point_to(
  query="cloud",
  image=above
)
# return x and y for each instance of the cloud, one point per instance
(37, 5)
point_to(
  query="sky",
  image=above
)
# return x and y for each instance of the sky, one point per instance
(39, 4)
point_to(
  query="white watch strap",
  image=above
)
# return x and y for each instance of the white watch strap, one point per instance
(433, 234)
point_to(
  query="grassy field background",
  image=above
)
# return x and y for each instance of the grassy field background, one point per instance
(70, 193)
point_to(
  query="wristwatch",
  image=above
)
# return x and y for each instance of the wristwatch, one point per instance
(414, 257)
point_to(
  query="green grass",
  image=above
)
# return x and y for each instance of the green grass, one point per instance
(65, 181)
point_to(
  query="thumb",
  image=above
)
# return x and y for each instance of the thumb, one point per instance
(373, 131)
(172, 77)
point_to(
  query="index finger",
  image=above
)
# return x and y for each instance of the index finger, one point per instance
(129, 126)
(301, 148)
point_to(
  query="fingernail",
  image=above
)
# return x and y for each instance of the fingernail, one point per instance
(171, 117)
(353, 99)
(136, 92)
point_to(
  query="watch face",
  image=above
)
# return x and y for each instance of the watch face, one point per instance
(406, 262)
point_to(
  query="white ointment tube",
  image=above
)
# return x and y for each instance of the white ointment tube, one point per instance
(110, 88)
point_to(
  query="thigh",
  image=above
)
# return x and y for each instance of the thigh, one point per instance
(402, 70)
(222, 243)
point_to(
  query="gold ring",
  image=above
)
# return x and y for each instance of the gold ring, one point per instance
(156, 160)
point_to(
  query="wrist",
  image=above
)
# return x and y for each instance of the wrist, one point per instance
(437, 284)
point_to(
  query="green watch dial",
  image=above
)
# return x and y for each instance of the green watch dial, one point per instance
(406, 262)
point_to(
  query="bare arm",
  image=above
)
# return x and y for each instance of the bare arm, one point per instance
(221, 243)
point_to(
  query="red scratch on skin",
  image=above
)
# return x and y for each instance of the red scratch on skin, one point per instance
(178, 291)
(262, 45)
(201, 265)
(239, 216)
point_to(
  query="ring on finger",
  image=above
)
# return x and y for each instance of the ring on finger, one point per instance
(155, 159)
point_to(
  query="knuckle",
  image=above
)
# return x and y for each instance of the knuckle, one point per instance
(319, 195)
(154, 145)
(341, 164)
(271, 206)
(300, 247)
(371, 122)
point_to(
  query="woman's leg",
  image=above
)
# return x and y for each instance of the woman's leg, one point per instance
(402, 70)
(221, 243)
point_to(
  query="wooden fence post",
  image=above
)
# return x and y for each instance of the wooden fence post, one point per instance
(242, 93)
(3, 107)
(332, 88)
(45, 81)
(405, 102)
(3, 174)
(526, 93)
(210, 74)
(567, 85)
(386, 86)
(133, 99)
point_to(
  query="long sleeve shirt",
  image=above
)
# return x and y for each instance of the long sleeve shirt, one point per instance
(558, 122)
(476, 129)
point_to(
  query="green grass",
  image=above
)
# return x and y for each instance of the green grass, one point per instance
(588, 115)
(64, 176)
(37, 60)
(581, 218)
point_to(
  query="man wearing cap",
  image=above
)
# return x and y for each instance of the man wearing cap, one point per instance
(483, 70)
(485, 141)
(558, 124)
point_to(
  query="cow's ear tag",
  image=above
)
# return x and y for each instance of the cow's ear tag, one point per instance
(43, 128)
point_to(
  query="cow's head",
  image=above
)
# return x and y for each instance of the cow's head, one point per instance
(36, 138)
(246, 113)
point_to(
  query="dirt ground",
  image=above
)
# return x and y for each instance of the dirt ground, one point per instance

• • • • • • •

## Problem statement
Print the complete listing again, exactly as it stands.

## Result below
point_to(
  query="cloud",
  image=above
)
# return x and y for each instance of the cloud, one point per instance
(37, 5)
point_to(
  query="sky",
  image=above
)
# return x and y for each instance of the sky, one point per instance
(39, 4)
point_to(
  query="white watch strap",
  image=above
)
# return x and y for each instance of the white watch strap, one point per instance
(433, 234)
point_to(
  query="grassy field background",
  image=above
)
# return x and y for each instance of the grassy field background, one point per instance
(70, 193)
point_to(
  query="wristwatch",
  image=above
)
# return x and y for each instance of the wristwatch, one point per instance
(414, 257)
point_to(
  query="green grass",
  image=above
)
# return x and y for each instance of the green grass, one point per instance
(65, 181)
point_to(
  query="thumb",
  image=above
)
# return x and y for each instance of the thumb, one point per instance
(373, 131)
(172, 77)
point_to(
  query="index finger",
  image=above
)
# return x and y for each instance of the index finger, one point per instance
(129, 126)
(301, 148)
point_to(
  query="fingernail",
  image=above
)
# return x and y for each instance of the fingernail, one point per instance
(171, 117)
(353, 99)
(136, 92)
point_to(
  query="watch face",
  image=above
)
# return x and y for each instance of the watch face, one point per instance
(406, 262)
point_to(
  query="white ointment tube",
  image=above
)
# return x and y for each instance of the white ointment tube, one point per instance
(110, 88)
point_to(
  query="thigh",
  image=above
)
# return x and y for each instance of the thigh, one point per instance
(402, 70)
(222, 243)
point_to(
  query="gold ring",
  image=above
)
# return x and y for each instance of the gold ring, one point per instance
(156, 160)
point_to(
  query="wrist",
  image=above
)
# return x and y for each instance of the wrist, one point per instance
(437, 284)
point_to(
  query="green watch dial",
  image=above
)
# return x and y for each instance of the green watch dial, one point per instance
(406, 262)
point_to(
  query="bare arm",
  image=above
)
# return x and y for each instance of the bare arm, one point per instance
(221, 243)
point_to(
  query="red scratch on skin",
  image=above
)
# return x and y for each instance of the red scratch on skin, one point per instance
(178, 291)
(262, 45)
(201, 265)
(239, 216)
point_to(
  query="ring on finger",
  image=above
)
# return x and y for each instance of the ring on finger, one point per instance
(155, 159)
point_to(
  query="knuckle",
  image=above
)
# return x and y for each instance of the knuckle, one point per instance
(319, 195)
(154, 145)
(341, 164)
(271, 206)
(300, 247)
(371, 122)
point_to(
  query="woman's leg",
  image=above
)
# return x and y for each instance of the woman's leg, one point per instance
(402, 70)
(221, 243)
point_to(
  query="wooden fence post",
  image=above
)
# return x and y for each instance of the wooden fence post, one point per instance
(242, 93)
(3, 107)
(332, 88)
(45, 81)
(405, 102)
(3, 174)
(526, 93)
(210, 74)
(567, 85)
(386, 86)
(133, 99)
point_to(
  query="long sleeve shirt",
  image=above
)
# return x and y for each instance of the long sleeve shirt, one point per instance
(558, 122)
(476, 129)
point_to(
  query="green grass",
  image=above
)
# return x and y for each instance of the green grass, one point per instance
(588, 115)
(64, 176)
(37, 60)
(581, 218)
point_to(
  query="man wearing cap",
  image=above
)
# return x and y for each instance of the man wearing cap, one point per instance
(483, 70)
(485, 141)
(558, 124)
point_to(
  query="cow's ear tag",
  image=above
)
# return x and y for each instance of the cow's ear tag, one point per instance
(43, 128)
point_to(
  query="cow's head",
  image=above
)
# return x and y for each instance of the cow's head, one point per instance
(36, 138)
(246, 113)
point_to(
  query="dirt ground",
  image=above
)
# return x and y for each instance of the dirt ground, one point per instance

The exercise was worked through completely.